• _Aufgabe 1_: Erkläre anhand des Interviews zur Nachhaltigkeit bei der SFP Gruppe, warum es für die Gruppe eine Herausforderung ist, einen nachhaltigen Ansatz über alle Bereiche hinweg zu pflegen.
• _Aufgabe 2_: Führe das Interview zur Nachhaltigkeit bei der SFP Gruppe im Anschluss an die zuletzt gestellte Frage weiter.

• _Zitierter Text_:

⟨

Im Bereich Risk Management bestehen in der Immobilienwirtschaft aktuell grosse Herausforderungen, sagt Adrian Murer, CEO der SFP Gruppe. Neben den physischen Risiken dürften die transitorischen Risiken in Bezug auf den Klimawandel gravierendere Folgen haben. Diese seien aber nur schwer abschätzbar.

Das Thema Nachhaltigkeit wird heute von den meisten Immobilienfondsanbietern berücksichtigt. Wie unterscheidet sich der Ansatz der SFP Gruppe von der Konkurrenz?

Adrian Murer: Bei der SFP Gruppe kommen neben den Direkten Immobilienanlagen auch die Geschäftsbereiche Indirekte Immobilienanlagen und Corporate Finance & Banking dazu. Die Herausforderung ist für uns, einen nachhaltigen Ansatz über die gesamte Gruppe hinweg zu pflegen. Dabei sind die Anforderungen und Herangehensweisen in den Bereichen unterschiedlich. Im Bereich Direkte Immobilienanlagen beschäftigen wir uns zum Beispiel mit Fragestellungen rund um die Energieeffizienz der Gebäude, Verwendung von nachhaltigen Baumaterialien und Mieterzufriedenheit. Bei unseren Indirekten Immobilienanlagen verfolgen wir mehrheitlich den Engagement-Ansatz und führen bezüglich Nachhaltigkeit regelmässig einen vertieften Dialog mit den einzelnen Managern.

Welche Schwerpunkte haben Sie im vergangenen Geschäftsjahr im Bereich Nachhaltigkeit gesetzt?

⟩

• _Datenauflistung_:
⟨

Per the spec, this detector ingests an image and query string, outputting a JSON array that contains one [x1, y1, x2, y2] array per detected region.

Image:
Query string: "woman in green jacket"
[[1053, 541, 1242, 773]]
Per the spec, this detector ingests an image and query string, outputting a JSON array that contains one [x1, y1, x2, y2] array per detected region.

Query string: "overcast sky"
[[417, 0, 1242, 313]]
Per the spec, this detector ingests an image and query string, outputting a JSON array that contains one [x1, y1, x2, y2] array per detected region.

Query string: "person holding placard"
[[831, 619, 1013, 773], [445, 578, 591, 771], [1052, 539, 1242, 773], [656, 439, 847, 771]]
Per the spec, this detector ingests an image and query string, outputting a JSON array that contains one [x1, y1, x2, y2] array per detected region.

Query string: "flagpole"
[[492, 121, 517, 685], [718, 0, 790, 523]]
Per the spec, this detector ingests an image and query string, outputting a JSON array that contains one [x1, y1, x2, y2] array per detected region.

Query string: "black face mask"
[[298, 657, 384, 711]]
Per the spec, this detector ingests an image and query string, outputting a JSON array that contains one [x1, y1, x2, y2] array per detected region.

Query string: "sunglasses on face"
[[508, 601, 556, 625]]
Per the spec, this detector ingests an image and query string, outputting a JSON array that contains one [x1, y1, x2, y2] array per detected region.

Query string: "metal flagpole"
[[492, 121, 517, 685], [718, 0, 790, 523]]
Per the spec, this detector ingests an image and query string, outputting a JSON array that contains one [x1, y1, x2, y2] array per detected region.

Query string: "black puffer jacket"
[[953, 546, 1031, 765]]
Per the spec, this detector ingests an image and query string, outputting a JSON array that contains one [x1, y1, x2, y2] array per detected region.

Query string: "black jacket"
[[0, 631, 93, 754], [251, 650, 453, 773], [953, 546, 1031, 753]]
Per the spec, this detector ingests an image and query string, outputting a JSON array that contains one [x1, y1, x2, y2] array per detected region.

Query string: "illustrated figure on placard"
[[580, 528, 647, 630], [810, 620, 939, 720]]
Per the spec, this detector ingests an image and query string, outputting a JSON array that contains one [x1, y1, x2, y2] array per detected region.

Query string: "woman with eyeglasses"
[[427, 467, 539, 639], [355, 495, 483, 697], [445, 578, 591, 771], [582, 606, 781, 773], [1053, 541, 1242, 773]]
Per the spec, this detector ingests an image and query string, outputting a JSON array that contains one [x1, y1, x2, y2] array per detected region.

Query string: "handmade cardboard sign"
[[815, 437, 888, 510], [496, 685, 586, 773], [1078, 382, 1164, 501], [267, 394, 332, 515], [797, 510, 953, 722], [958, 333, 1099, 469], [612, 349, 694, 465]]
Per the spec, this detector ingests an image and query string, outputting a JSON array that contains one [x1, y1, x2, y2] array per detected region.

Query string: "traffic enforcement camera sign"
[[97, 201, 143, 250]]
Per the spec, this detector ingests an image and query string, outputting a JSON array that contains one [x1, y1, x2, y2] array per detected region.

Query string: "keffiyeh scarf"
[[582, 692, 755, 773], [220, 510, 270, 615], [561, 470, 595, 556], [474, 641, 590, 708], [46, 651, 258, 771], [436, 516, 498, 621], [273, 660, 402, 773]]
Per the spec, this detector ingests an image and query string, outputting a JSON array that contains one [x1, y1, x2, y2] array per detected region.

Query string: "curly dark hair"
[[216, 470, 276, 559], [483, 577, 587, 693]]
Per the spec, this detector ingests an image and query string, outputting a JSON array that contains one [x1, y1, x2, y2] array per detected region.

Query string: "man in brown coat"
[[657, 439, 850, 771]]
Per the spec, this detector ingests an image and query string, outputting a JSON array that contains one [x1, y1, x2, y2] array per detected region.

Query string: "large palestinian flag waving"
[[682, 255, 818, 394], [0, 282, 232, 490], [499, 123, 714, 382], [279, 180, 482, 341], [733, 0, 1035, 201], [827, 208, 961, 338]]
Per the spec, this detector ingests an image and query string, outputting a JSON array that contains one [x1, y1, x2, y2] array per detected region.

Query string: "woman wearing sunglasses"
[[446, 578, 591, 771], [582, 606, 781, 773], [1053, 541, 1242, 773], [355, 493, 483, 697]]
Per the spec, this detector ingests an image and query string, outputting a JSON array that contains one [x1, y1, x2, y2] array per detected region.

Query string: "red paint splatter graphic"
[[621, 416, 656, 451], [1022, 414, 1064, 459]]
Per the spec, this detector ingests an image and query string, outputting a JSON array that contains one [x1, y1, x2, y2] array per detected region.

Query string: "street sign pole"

⟩

• _Lösung 1_: Die SFP Gruppe umfasst neben den Direkten Immobilienanlagen auch die Geschäftsbereiche Indirekte Immobilienanlagen sowie Corporate Finance & Banking. In diesen Bereichen sind die Anforderungen und Herangehensweisen unterschiedlich, weshalb ein einheitlicher nachhaltiger Ansatz über die gesamte Gruppe hinweg schwierig ist.

• _Lösung 2_:
Wir haben den ersten UNPRI Report im Frühjahr 2021 eingereicht. Zudem publizierten wir am 28. September 2021 den zweiten ESG-Bericht, inklusive GRI Materiality Disclosures Service. Bei den Direkten Immobilienanlagen starteten wir Ende 2020 mit der Datenerhebung (Wärmeverbrauch, Allgemein-Stromverbrauch), haben die CO2-Absenkpfade pro Anlagegefäss in Zusammenarbeit mit einem externen Berater erarbeitet und sind dabei, für die fünf Gefässe eine Nachhaltigkeits-Strategie zu definieren. Im Bereich Indirekte Immobilienanlagen verfolgen wir seit Ende 2019 einen Engagement-Ansatz und sind seit Mai 2021 GRESB Investor Member für die Anlagestiftung SFP AST Global Core Property. Gruppenweit haben wir eine Mitarbeiterumfrage im März 2021 durchgeführt. Seit August 2021 ist Swiss Finance & Property Group AG Mitglied bei Swiss Sustainable Finance.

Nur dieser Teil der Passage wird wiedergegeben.